Pouvez-vous recopier le passage de l'entretien compris entre "CNC : Comment décririez-vous" et "avec nous ?", inclus, en renommant chaque "CNC" en "Journaliste" ?

EXTRAIT DE PAGE =
● ● ●

Compte tenu de tout ce que sait la Cour, ordonner son extradition en RCA serait criminel. Il ne serait pas extradé mais kidnappé, avec l’aide active de la CPI.

 

CNC : Comment décririez-vous la situation actuelle à Bangui en ce qui concerne les témoins de la défense de Maxime Mokome ? Quels sont les développements les plus récents que vous pouvez partager avec nous ?

 

Philippe Larochelle : Olivier Féissona, qui a récemment été arrêté et torturé pour inventer de la preuve contre Mokom, EST un témoin de la défense de Mokom.  Nous faisons l’impossible pour tenter d’en savoir plus.  Le traitement réservé à Féissona permet très facilement d’imaginer quel genre de procès se tient à Bangui. Des procès clandestins et truqués contre des opposants politiques à l’aide de preuves émanant de témoins torturés ou corrompus. Donc évidemment que c’est très dangereux d’être témoin de la défense et de dévoiler cela, d’autant plus que certains indices laissent croire que ce sont des miliciens du groupe Wagner qui ont torturé Féissona, en lien avec Mokom.

 

CNC : Quelles sont les préoccupations majeures concernant la sécurité des témoins de la défense à Bangui, en particulier à la lumière des récents incidents d’arrestations et de tortures ? Avant de plonger plus en profondeur dans cette situation préoccupante, pourriez-vous nous expliquer pourquoi il est crucial de protéger les témoins de la défense dans le cadre de procès internationaux comme celui de la CPI ?

 

Philippe Larochelle : Il est crucial de protéger tous les témoins.  Les témoins, en théorie, n’appartiennent à personne. Le but ultime doit être la découverte de la vérité judiciaire, peu importe d’où viennent les témoins, et comment ils sont protégés.  Imaginez l’effet dévastateur d’un incident de torture sur un témoin de la défense à l’égard d’autres, potentiels témoins de la défense. La prohibition de la torture est une norme absolue en droit international. Que la pratique de la torture soit aussi répandue  sur le territoire de la RCA, et surtout SUSCITE AUSSI PEU DE RÉACTION DE LA PART DE LA COUR est particulièrement inquiétant.

 

 CNC : En tant qu’avocat de la défense, comment réagissez-vous à ces actes de torture envers les témoins de votre client ? Quelles mesures avez-vous prises pour aider ces témoins et garantir leur sécurité ?

● ● ●

CONTENU DES DONNÉES =

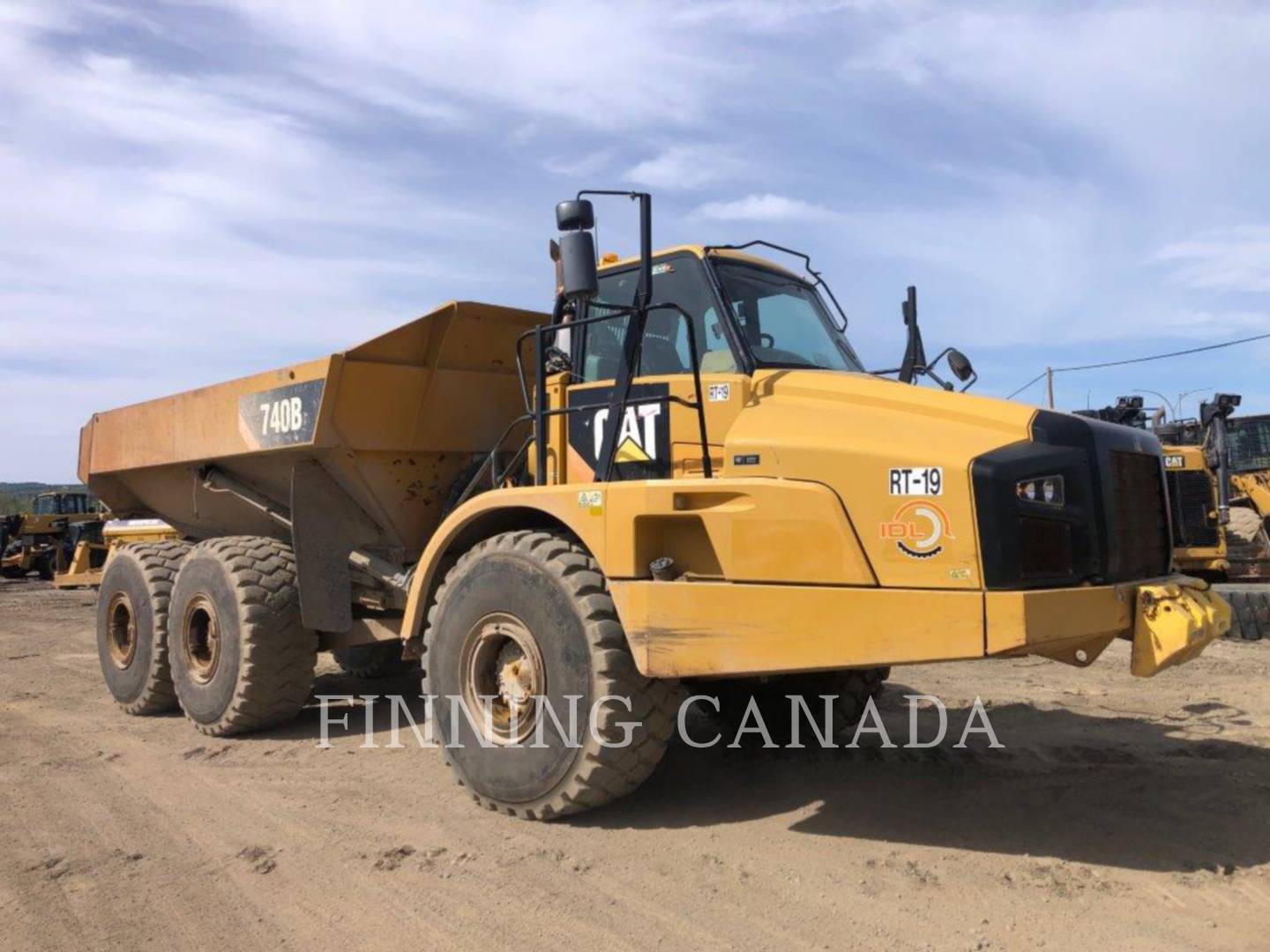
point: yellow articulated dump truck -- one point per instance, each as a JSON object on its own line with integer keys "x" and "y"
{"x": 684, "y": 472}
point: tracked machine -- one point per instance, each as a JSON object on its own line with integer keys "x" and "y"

● ● ●

RÉSULTAT OBTENU =
Journaliste : Comment décririez-vous la situation actuelle à Bangui en ce qui concerne les témoins de la défense de Maxime Mokome ? Quels sont les développements les plus récents que vous pouvez partager avec nous ?